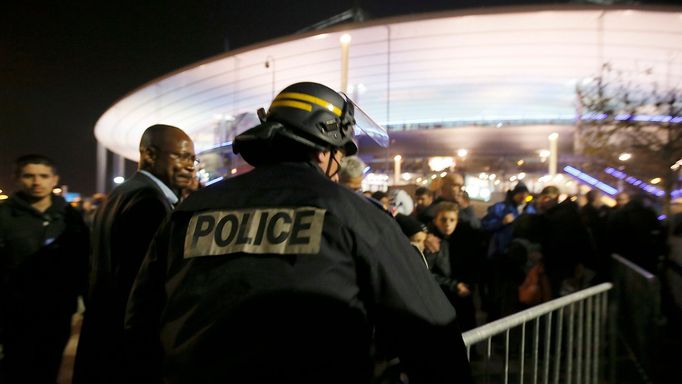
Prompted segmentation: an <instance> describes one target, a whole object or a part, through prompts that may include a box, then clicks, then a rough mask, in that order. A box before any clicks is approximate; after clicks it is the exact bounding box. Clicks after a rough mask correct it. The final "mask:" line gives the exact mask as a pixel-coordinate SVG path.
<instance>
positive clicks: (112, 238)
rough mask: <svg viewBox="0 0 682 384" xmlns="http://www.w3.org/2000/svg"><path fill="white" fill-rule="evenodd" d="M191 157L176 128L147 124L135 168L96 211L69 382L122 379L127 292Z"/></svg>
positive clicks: (184, 142)
mask: <svg viewBox="0 0 682 384" xmlns="http://www.w3.org/2000/svg"><path fill="white" fill-rule="evenodd" d="M195 159H196V156H195V153H194V144H193V143H192V140H191V139H190V138H189V136H187V134H186V133H185V132H183V131H182V130H180V129H179V128H176V127H173V126H169V125H162V124H157V125H153V126H151V127H149V128H147V130H145V132H144V133H143V135H142V139H141V140H140V161H139V164H138V171H137V172H136V173H135V175H133V176H132V177H131V178H130V179H128V180H126V181H125V182H124V183H123V184H121V185H119V186H118V187H116V188H115V189H114V190H113V191H112V192H111V194H110V195H109V197H108V198H107V200H106V202H105V203H104V205H103V206H102V207H101V208H100V209H99V210H98V212H97V215H96V216H95V222H94V227H93V239H92V240H93V252H92V255H91V258H90V286H89V292H88V297H87V300H86V312H85V315H84V319H83V328H82V331H81V336H80V340H79V345H78V351H77V354H76V366H75V369H74V381H73V382H74V383H110V382H111V383H113V382H125V381H126V380H125V377H121V375H122V372H125V369H123V367H124V365H125V364H124V359H123V358H124V357H125V356H124V355H125V354H124V353H123V347H124V346H123V340H124V338H123V321H124V314H125V308H126V303H127V300H128V295H129V293H130V290H131V287H132V285H133V281H134V280H135V276H136V275H137V271H138V269H139V268H140V264H141V263H142V259H143V258H144V255H145V253H146V252H147V248H148V247H149V243H150V242H151V240H152V237H153V236H154V233H155V232H156V229H157V228H158V227H159V225H160V224H161V222H162V221H163V220H164V218H165V217H166V216H167V215H168V214H169V213H170V212H171V211H172V209H173V207H174V206H175V204H176V203H177V202H178V198H179V194H180V191H182V189H184V188H187V187H189V186H190V184H191V183H192V178H193V174H194V162H195Z"/></svg>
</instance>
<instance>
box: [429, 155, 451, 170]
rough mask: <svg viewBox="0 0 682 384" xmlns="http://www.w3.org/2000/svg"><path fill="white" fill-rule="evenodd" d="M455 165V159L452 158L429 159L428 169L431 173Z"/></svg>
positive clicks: (448, 157) (446, 157)
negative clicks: (431, 170) (429, 170)
mask: <svg viewBox="0 0 682 384" xmlns="http://www.w3.org/2000/svg"><path fill="white" fill-rule="evenodd" d="M454 165H455V159H453V158H452V157H432V158H430V159H429V168H431V170H432V171H434V172H438V171H442V170H444V169H446V168H450V167H452V166H454Z"/></svg>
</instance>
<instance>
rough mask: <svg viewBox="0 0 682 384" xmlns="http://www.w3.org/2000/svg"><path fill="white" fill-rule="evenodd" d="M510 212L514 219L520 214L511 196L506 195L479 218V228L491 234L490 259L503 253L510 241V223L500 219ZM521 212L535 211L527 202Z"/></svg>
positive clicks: (506, 249)
mask: <svg viewBox="0 0 682 384" xmlns="http://www.w3.org/2000/svg"><path fill="white" fill-rule="evenodd" d="M510 213H511V214H512V215H514V219H516V218H518V217H519V215H521V213H520V212H519V210H518V206H517V205H516V203H515V202H514V200H512V198H511V196H507V198H506V199H505V200H504V201H500V202H497V203H495V204H493V205H491V206H490V207H488V212H487V213H486V215H485V216H483V218H482V219H481V228H482V229H483V230H484V231H487V232H489V233H490V234H492V237H491V239H490V246H489V248H488V258H490V259H494V258H496V257H499V256H500V255H503V254H504V253H505V252H506V251H507V247H509V244H510V243H511V241H512V238H513V237H512V223H509V224H503V223H502V219H503V218H504V217H505V216H506V215H508V214H510ZM523 213H528V214H532V213H535V208H534V207H533V206H532V205H530V204H528V205H526V206H525V207H524V209H523Z"/></svg>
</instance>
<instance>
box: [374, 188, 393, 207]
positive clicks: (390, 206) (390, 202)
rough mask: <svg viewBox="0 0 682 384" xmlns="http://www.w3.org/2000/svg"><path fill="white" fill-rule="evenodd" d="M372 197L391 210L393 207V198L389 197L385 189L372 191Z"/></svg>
mask: <svg viewBox="0 0 682 384" xmlns="http://www.w3.org/2000/svg"><path fill="white" fill-rule="evenodd" d="M372 198H373V199H375V200H376V201H378V202H380V203H381V205H383V206H384V209H385V210H387V211H388V210H389V208H390V207H391V200H390V199H389V198H388V193H386V192H383V191H376V192H374V193H372Z"/></svg>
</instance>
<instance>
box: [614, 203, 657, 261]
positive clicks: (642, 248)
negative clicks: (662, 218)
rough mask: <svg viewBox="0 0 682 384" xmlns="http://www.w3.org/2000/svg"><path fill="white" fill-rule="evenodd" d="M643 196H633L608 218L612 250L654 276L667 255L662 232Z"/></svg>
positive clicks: (655, 215)
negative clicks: (630, 260) (627, 201)
mask: <svg viewBox="0 0 682 384" xmlns="http://www.w3.org/2000/svg"><path fill="white" fill-rule="evenodd" d="M647 199H648V198H647V197H646V196H645V195H642V194H638V195H633V196H632V197H631V198H630V200H629V201H628V202H627V203H626V204H625V205H623V206H622V207H621V208H617V209H614V210H613V212H612V214H611V216H610V217H609V224H608V231H609V238H610V244H611V249H612V251H613V252H614V253H617V254H619V255H621V256H623V257H625V258H626V259H629V260H631V261H632V262H633V263H635V264H637V265H639V266H640V267H642V268H644V269H645V270H647V271H649V272H651V273H654V274H657V273H658V267H659V264H660V263H661V261H662V259H663V257H664V255H665V253H666V240H665V236H666V233H665V230H664V228H663V225H662V224H661V222H660V221H659V220H658V215H657V214H656V211H654V209H653V208H652V207H651V206H650V205H649V204H648V200H647Z"/></svg>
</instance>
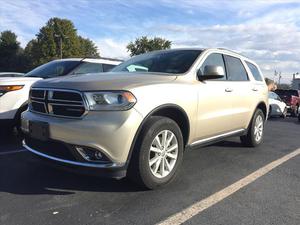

Assigned task - Only the line with "157L176 128L147 124L135" and those preceding it, back to the first line of the entries, should be repeated exactly, without pictures.

Answer space -
Prompted segmentation: an <instance> describes one target, a whole object or a part, through prompts that may include a box, then clicks, then a rough mask, in that order. A box before any clicks is approximate; after clicks it is the exact bounding box. Clicks after a rough mask correct it. The final "mask:" line gives the exact mask as a pixel-coordinate SVG path.
<instance>
positive clicks: (112, 238)
rough mask: <svg viewBox="0 0 682 384" xmlns="http://www.w3.org/2000/svg"><path fill="white" fill-rule="evenodd" d="M191 157L176 128L147 124L135 168L96 211L69 382L122 379L127 292Z"/></svg>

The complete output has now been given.